___ DATA PROVIDED
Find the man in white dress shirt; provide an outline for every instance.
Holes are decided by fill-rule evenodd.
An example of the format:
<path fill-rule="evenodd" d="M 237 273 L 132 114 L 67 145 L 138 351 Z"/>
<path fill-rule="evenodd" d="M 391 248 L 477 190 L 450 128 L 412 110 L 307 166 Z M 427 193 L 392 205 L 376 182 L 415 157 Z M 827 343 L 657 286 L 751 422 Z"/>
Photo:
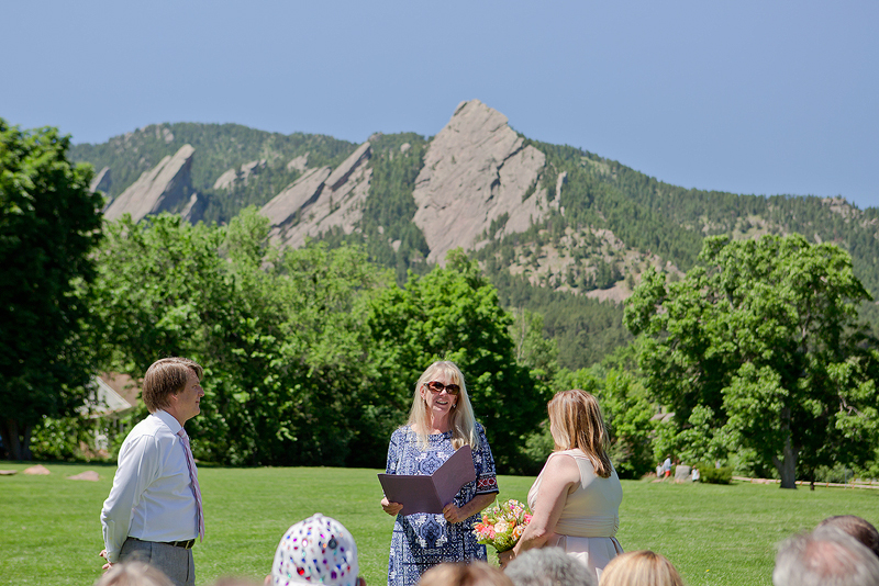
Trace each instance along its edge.
<path fill-rule="evenodd" d="M 146 371 L 143 399 L 151 415 L 122 443 L 101 510 L 104 568 L 138 560 L 178 586 L 194 585 L 192 545 L 204 536 L 204 519 L 183 424 L 199 414 L 202 374 L 186 358 L 165 358 Z"/>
______
* **REQUIREMENT**: Show every line above that contains the word "instance", treating case as significant.

* **TASK ANSWER**:
Find the man in white dress shirt; provide an outline for every instance.
Trace each instance along its edge.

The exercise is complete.